**HOW TO COMPLETE THIS TASK**
The line containing "Can you see the yellow price" and every line after it, through the end of the material: copy these exactly and nothing else, leaving pictures out.
═════ INFORMATION PROVIDED
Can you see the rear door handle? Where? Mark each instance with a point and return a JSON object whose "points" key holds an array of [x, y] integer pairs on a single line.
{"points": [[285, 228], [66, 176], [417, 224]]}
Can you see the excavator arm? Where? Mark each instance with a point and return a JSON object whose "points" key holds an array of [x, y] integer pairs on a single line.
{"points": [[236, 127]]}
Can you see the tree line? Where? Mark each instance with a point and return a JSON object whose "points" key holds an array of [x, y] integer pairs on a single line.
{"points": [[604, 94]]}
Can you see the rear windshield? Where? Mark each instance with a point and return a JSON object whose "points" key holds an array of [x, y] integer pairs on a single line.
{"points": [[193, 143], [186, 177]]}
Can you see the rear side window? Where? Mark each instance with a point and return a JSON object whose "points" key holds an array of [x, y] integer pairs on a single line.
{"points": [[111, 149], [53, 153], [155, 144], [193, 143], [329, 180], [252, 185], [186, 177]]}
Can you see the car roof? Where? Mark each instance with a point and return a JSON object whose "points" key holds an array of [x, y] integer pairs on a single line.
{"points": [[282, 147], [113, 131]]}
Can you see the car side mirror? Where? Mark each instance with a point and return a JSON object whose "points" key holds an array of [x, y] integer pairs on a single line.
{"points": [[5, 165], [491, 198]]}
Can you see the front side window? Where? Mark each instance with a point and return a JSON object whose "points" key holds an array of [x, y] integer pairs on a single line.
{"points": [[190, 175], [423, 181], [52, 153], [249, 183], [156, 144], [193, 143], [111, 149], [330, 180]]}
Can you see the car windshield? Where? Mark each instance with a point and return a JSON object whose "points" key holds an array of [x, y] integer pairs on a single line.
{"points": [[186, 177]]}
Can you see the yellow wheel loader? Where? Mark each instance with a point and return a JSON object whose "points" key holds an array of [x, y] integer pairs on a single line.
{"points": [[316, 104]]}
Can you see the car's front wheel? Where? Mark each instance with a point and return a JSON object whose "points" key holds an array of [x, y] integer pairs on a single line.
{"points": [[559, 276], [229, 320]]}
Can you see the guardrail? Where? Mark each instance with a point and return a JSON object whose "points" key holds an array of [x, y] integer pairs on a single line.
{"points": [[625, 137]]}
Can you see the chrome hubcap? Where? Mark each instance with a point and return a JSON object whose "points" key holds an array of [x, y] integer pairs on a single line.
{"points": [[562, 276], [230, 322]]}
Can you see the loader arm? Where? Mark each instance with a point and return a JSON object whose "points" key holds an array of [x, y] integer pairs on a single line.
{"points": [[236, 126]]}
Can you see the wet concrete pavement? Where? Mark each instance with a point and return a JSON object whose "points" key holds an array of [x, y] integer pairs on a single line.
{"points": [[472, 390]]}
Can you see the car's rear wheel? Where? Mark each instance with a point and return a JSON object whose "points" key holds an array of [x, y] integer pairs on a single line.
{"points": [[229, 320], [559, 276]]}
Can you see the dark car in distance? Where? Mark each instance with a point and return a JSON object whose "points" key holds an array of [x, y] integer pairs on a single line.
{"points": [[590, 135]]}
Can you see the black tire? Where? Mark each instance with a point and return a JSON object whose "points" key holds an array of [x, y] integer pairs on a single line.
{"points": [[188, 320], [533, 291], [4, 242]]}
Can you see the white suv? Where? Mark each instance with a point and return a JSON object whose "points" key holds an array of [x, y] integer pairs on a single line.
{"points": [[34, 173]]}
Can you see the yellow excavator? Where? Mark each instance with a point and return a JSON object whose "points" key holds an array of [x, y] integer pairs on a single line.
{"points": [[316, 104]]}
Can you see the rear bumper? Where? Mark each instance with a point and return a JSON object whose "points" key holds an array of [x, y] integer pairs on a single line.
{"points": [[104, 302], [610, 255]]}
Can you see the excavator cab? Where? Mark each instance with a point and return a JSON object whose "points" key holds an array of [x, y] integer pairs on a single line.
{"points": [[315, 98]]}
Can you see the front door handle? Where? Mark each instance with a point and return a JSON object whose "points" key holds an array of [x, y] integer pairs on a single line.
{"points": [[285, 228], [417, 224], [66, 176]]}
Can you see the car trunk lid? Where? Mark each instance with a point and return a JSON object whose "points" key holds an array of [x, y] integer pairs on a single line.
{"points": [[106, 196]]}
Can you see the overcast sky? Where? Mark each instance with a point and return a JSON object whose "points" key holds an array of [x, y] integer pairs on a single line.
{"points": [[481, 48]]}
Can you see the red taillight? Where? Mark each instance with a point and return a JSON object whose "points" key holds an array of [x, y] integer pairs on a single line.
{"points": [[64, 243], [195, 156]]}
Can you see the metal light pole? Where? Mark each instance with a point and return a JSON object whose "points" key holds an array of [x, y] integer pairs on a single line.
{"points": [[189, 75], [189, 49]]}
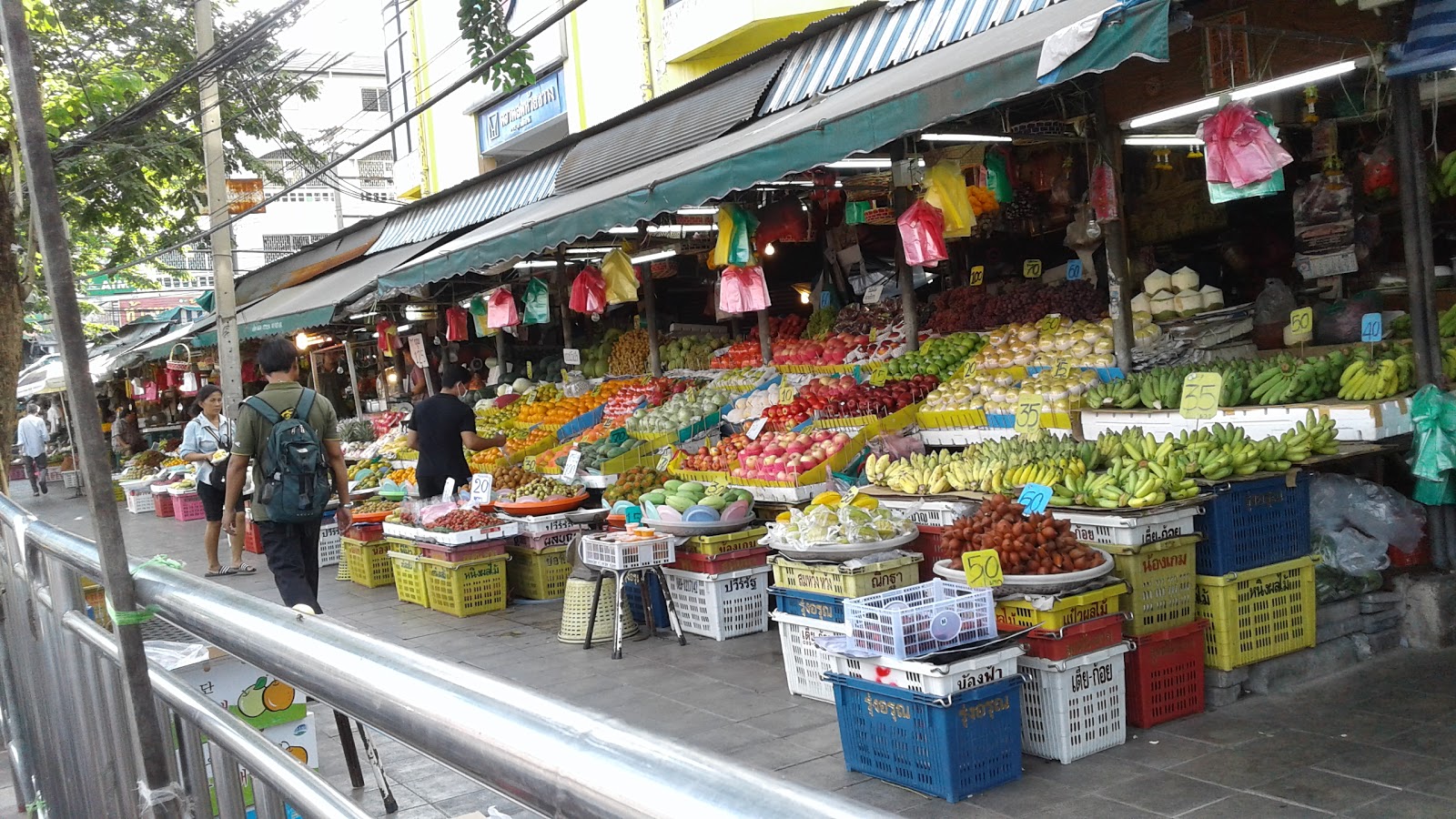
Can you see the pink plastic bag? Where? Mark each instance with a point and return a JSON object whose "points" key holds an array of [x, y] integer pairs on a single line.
{"points": [[743, 288], [922, 230]]}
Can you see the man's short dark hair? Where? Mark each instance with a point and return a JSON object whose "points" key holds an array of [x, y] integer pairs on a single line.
{"points": [[453, 375], [277, 356]]}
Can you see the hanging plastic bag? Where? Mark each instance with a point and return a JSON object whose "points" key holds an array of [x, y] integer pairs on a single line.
{"points": [[502, 309], [922, 232], [743, 288], [589, 292], [945, 189], [621, 278], [538, 302]]}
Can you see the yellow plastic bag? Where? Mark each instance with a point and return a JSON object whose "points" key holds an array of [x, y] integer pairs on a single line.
{"points": [[945, 189]]}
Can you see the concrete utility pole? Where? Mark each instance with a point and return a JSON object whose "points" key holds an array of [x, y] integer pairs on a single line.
{"points": [[95, 450], [215, 164]]}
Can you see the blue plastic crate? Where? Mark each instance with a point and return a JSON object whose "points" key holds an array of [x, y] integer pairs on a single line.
{"points": [[808, 603], [1252, 523], [948, 748]]}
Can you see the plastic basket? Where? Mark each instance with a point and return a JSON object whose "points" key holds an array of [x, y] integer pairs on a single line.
{"points": [[1165, 675], [1074, 709], [1067, 611], [916, 741], [941, 678], [1161, 579], [804, 662], [538, 574], [841, 581], [369, 562], [1252, 523], [1257, 614], [463, 589], [922, 618], [724, 605]]}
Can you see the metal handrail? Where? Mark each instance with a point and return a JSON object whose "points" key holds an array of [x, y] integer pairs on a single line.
{"points": [[545, 753]]}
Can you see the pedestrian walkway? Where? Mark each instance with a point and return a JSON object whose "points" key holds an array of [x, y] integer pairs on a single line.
{"points": [[1375, 742]]}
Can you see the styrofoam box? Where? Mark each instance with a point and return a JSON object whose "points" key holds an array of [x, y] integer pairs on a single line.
{"points": [[932, 678]]}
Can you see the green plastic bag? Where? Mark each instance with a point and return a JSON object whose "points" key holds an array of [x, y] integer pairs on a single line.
{"points": [[538, 303]]}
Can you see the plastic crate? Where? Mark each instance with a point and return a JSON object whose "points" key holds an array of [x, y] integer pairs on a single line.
{"points": [[804, 662], [724, 605], [465, 589], [538, 574], [1067, 610], [808, 603], [943, 678], [1257, 614], [1077, 639], [922, 618], [1251, 523], [369, 562], [1159, 579], [1165, 675], [410, 579], [921, 742], [1074, 709], [834, 579]]}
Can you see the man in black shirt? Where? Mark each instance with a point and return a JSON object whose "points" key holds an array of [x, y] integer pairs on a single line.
{"points": [[439, 428]]}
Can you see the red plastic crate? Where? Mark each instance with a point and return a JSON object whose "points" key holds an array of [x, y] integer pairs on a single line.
{"points": [[1077, 639], [1165, 675]]}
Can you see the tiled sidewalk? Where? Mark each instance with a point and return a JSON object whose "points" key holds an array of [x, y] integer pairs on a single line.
{"points": [[1380, 741]]}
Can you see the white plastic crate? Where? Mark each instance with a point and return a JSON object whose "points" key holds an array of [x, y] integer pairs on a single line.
{"points": [[922, 618], [1075, 707], [804, 662], [616, 550], [721, 605], [932, 678]]}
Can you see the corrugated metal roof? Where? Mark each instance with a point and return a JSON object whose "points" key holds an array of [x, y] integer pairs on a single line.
{"points": [[516, 186], [677, 126], [887, 38]]}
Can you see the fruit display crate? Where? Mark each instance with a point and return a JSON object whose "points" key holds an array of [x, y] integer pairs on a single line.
{"points": [[1161, 581], [804, 662], [1077, 707], [917, 741], [921, 618], [839, 581], [721, 606], [1165, 675], [1257, 614], [1249, 523]]}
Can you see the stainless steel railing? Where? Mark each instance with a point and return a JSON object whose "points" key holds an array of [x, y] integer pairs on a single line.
{"points": [[73, 743]]}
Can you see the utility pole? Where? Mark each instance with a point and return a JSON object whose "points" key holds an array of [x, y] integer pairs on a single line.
{"points": [[95, 450], [215, 164]]}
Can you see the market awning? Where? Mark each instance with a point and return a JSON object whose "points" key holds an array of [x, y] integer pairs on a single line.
{"points": [[1431, 41], [976, 73]]}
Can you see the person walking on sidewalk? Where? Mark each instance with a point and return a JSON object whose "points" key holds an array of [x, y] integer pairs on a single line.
{"points": [[293, 433], [31, 436], [437, 429], [206, 435]]}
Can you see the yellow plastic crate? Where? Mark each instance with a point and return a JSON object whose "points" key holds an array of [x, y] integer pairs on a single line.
{"points": [[1161, 581], [538, 574], [468, 588], [839, 581], [369, 562], [1257, 614], [1067, 611], [410, 579]]}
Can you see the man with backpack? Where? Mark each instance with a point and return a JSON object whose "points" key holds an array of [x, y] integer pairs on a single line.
{"points": [[291, 436]]}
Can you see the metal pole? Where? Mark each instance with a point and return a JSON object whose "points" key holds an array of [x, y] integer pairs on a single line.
{"points": [[60, 283], [215, 165]]}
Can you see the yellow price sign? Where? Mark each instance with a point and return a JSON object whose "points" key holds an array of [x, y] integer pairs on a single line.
{"points": [[982, 569], [1200, 395], [1028, 414]]}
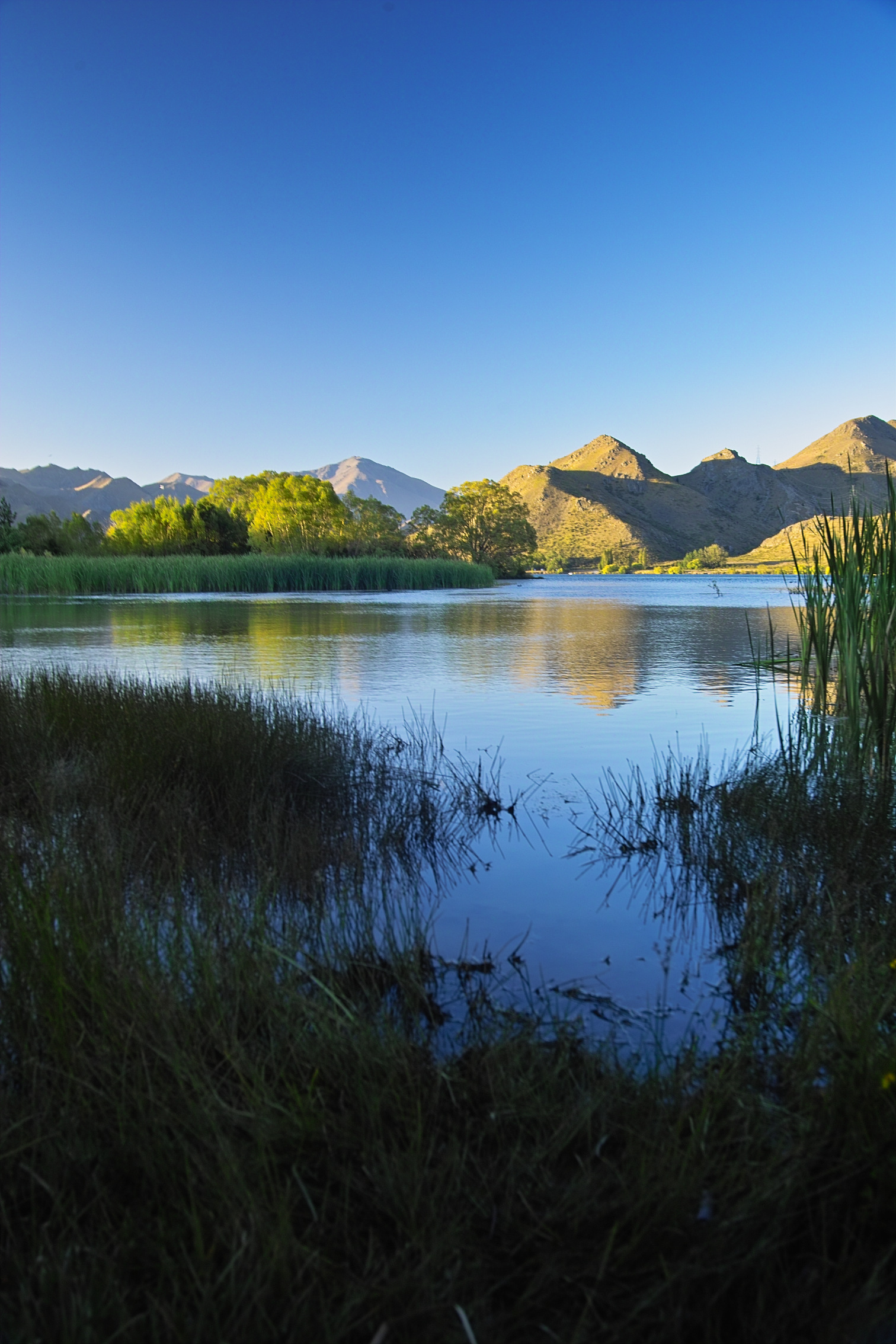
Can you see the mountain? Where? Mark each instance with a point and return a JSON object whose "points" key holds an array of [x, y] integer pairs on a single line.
{"points": [[88, 491], [374, 480], [607, 497]]}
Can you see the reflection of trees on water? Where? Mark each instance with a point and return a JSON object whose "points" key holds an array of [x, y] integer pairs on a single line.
{"points": [[602, 654]]}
══════════
**TASK OUTPUT**
Can you see the yellow price sign? Where? Mark each instance with a point and return a JSON object whose "points" key holds an array of [x, y] integer pairs on a single line.
{"points": [[982, 569], [1200, 395], [1028, 414]]}
Can you see the mountain? Where? Mark each instance with a point and return a JSON object whose "points" key holds an array of [x, y] integer pairs on a single line.
{"points": [[88, 491], [374, 480], [607, 497]]}
Can you see the reflection of trees on water? Where? Mark each instance with a point and return a JSON object whose "points" key holds an array of [x, y] integer pairs on a single line.
{"points": [[602, 654]]}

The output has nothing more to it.